All of the material below is to be retyped exactly.

+ + + + + + +

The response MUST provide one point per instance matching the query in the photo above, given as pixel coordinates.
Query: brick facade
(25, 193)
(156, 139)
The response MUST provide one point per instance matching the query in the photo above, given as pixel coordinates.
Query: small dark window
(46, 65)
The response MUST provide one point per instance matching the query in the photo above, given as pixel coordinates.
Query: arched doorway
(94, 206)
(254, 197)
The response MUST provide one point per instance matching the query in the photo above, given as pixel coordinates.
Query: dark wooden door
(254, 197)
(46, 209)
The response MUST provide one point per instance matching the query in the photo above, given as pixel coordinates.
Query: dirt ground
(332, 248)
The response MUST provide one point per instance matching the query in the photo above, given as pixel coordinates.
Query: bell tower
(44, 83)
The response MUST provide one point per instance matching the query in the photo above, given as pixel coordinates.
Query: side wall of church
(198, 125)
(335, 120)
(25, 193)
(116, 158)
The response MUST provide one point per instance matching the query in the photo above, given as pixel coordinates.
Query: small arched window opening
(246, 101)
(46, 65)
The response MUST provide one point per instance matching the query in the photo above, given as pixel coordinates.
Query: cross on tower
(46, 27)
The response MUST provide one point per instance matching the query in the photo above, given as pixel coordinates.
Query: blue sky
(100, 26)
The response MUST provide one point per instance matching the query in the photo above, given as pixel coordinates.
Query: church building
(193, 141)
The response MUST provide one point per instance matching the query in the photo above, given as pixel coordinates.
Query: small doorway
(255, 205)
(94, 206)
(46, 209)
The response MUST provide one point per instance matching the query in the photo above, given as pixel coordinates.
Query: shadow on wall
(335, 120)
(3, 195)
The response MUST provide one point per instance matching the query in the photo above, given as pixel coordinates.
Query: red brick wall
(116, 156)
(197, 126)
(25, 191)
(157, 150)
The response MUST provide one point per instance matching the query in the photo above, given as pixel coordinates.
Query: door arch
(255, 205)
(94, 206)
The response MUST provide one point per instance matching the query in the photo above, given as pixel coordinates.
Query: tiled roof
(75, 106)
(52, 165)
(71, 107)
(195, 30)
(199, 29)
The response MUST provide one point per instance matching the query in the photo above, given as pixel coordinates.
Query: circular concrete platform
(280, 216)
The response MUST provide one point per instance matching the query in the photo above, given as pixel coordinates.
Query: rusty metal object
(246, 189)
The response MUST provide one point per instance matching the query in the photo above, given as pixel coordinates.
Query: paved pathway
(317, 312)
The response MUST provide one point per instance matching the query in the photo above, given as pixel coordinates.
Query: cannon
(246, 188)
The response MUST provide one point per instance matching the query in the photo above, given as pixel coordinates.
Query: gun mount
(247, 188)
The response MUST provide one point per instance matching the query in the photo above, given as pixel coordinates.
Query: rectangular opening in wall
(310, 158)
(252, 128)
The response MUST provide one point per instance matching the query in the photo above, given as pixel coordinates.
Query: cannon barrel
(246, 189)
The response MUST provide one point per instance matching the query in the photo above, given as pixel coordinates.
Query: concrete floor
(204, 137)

+ + + + + + +

→ **ANSWER TO THE EXERCISE**
The response MUST provide one point per instance matching the query in the photo above, given as pixel coordinates.
Query: brick facade
(25, 193)
(156, 139)
The response MUST provide one point per instance matching the query in the photo above, given as pixel coordinates.
Query: small dark window
(46, 65)
The response MUST provide one point per instance matching the query in the photo above, given as pixel coordinates.
Query: arched doorway
(94, 206)
(254, 197)
The response MUST provide one point per instance matching the query in the photo above, given as pixel coordinates.
Query: dark wooden door
(254, 197)
(46, 209)
The response MUST provide one point per instance matching the query in the photo above, given as pixel coordinates.
Query: dirt ground
(332, 248)
The response MUST provide one point per instance matching the query in the photo above, given as pixel coordinates.
Query: bell tower
(44, 83)
The response MUST provide one point per instance matching the query in the photo above, given as pixel coordinates.
Query: side wall of church
(198, 125)
(335, 120)
(25, 193)
(116, 158)
The response MUST provide one point per instance matching the query in the photo above, given as pixel coordinates.
Query: small arched window opening
(246, 101)
(46, 65)
The response MUST provide one point per instance matching the query in the photo above, given as pixel coordinates.
Query: cross on tower
(46, 27)
The response MUST provide one point per instance matching the query in the photo above, given as pixel coordinates.
Query: blue sky
(100, 26)
The response MUST provide one point per instance matching the query in the photo above, given as pixel coordinates.
Query: church building
(193, 141)
The response MUST provide one point per instance matching the query in the photo above, given as pixel coordinates.
Query: small doorway
(255, 205)
(94, 206)
(46, 209)
The response MUST provide one point per instance matching the query in the photo above, given as pixel coordinates.
Query: shadow on wall
(335, 120)
(3, 195)
The response MUST provide one point per instance matching the query in the photo above, given as pixel coordinates.
Query: red brick wall
(116, 156)
(197, 126)
(25, 191)
(157, 150)
The response MUST provide one point per instance matching the query in the photo above, given as pixel coordinates.
Query: door arch
(255, 205)
(94, 206)
The response MUST provide one point per instance matching the query in the photo above, given as pixel coordinates.
Query: tiled roof
(75, 106)
(52, 165)
(71, 107)
(195, 30)
(199, 29)
The response MUST provide one point per instance matching the query in the photo above, given as pixel coordinates.
Query: circular concrete platform
(280, 216)
The response MUST provide one point per instance matching the query in the photo above, given as pixel coordinates.
Query: rusty metal object
(246, 189)
The response MUST provide one point per instance matching the query in the photo above, given as pixel coordinates.
Query: paved pathway
(317, 312)
The response MUST provide one point per instance matching the query in the photo above, given as pixel coordinates.
Query: cannon
(246, 188)
The response MUST provide one point per instance matching the query in the photo above, given as pixel coordinates.
Query: gun mount
(247, 188)
The response MUST provide one point per instance matching the query in the photo above, given as pixel coordinates.
Query: rectangular opening in wall
(310, 158)
(252, 128)
The response MUST provide one point per instance matching the query in the photo above, given as pixel coordinates.
Query: cannon barrel
(246, 189)
The response MUST provide one point per instance matching the query in the photo above, given as pixel coordinates.
Query: concrete floor
(204, 137)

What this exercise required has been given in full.